Today's Mass of Easter Sunday morning is actually full of this irony. Christ has upended the entire order of created reality and now everything is different. We heard in the Sequence, the musical piece after the second reading and before the Alleluia: “Death and life have contended in that combat stupendous: The Price of life, who died, reigns immortal.” A more literal rendering of the original Latin would be, “The dead leader of life reigns alive.”

The supreme irony of the day is this: Today we venerate the tomb, not of a dead person, but of One who is living. Maybe you have gone on a pilgrimage before to a church where a saint is buried, or where a saint's relics are kept. Similarly, we have been on a spiritual pilgrimage to the Holy Land these past three days of the Sacred Paschal Triduum. On Holy Thursday, we celebrated His last supper – the institution of the Most Holy Eucharist and the Sacred Priesthood. On Good Friday we venerated His cross, lovingly kissing the feet and hands that bore the weight of our sins, but today, as do those millions of pilgrims who enter His tomb every year, we venerate Him who was once dead, but is now alive. We come not to the tomb of one who is dead, but to the tomb of one who is living. In this, Christ is absolutely unique.

Ironic too are the witnesses who bring this joyful news to us: Mary Magdalene and Mary the mother of James and John. In the ancient world, the testimony of women was not accepted as proof of an historical event, and yet, the Gospel records that Christ appeared first to them, and sends them to the Apostles with the message that He will precede them into Galilee. This is not the kind of story that someone would invent to convince others of a falsified account. Rather, it is one of many proofs of the historical truth of Christ's Resurrection.

All of us are here today because we too are in search of the Resurrected Christ. We have come to hear that joyful announcement of the angel: “He has been raised just as he said!” And yet we too are struck by the irony of a God who continues to hide Himself, who is not visible to our eyes, who reveals Himself not in bright, shining glory, but in messengers and signs. No one actually sees the Resurrection, even in the Gospels – they only experience its effects. How then, brothers and sisters in Christ, can we find this risen Christ as did the two women in the Gospel today?

Firstly, we will find Christ through our growth in virtue. We head from St. Paul in the second reading: “Clear out the old yeast, so that you may become a fresh batch of dough!” This is what we have been doing all through Lent: working to eliminate sin and vice from our lives so that we will be ready to be made new by Christ's Resurrection today at Easter. “Do you not know,” St. Paul writes, “that a little yeast leavens all the dough?” A little bit of wild yeast has the power to turn the entire batch of dough sour. Likewise, sin, though it may seem small and inconsequential, has the power to sour our lives. Thus we have worked through our Lenten prayer, fasting, and almsgiving to purge our lives from the sour yeast of sin. But with what will we replace this sour, wild yeast of sin?

(Point labels for objects)
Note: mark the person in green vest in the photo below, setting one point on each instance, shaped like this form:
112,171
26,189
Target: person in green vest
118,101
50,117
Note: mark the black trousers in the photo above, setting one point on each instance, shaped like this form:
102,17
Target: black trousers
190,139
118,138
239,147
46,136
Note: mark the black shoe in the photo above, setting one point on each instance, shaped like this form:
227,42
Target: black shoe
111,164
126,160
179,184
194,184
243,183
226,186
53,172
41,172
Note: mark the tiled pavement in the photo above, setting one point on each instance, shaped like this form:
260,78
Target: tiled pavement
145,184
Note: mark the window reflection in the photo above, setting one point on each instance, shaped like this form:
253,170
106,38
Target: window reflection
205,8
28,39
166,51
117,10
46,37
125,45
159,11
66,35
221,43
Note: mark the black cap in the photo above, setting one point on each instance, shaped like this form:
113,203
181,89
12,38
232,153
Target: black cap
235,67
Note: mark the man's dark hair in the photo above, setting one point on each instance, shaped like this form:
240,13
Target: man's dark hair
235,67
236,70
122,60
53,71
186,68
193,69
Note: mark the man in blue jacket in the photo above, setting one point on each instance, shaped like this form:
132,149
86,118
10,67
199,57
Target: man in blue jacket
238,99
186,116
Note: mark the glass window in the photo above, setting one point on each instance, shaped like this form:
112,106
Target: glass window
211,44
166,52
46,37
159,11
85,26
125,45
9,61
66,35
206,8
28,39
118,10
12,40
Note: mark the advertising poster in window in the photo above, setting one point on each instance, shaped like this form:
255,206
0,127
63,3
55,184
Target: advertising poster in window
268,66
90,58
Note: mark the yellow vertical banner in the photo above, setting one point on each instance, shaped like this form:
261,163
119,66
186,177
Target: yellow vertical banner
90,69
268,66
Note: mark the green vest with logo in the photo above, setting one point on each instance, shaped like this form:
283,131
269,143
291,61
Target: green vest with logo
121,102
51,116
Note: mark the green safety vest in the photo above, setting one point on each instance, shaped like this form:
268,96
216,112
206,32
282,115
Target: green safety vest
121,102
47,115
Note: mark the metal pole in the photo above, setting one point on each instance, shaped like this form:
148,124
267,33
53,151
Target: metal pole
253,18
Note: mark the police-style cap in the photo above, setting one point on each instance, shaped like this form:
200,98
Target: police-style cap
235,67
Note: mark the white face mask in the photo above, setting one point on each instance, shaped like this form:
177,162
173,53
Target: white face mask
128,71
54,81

◆ Exercise requirements ◆
[A] Transcribe the Easter homily from "All of us are" down to "the Gospel today?".
[B] In the Easter homily, where in the Mass does the Sequence come?
The records were taken from a separate source.

◆ Full answers ◆
[A]
All of us are here today because we too are in search of the Resurrected Christ. We have come to hear that joyful announcement of the angel: “He has been raised just as he said!” And yet we too are struck by the irony of a God who continues to hide Himself, who is not visible to our eyes, who reveals Himself not in bright, shining glory, but in messengers and signs. No one actually sees the Resurrection, even in the Gospels – they only experience its effects. How then, brothers and sisters in Christ, can we find this risen Christ as did the two women in the Gospel today?

[B] It comes after the second reading and before the Alleluia.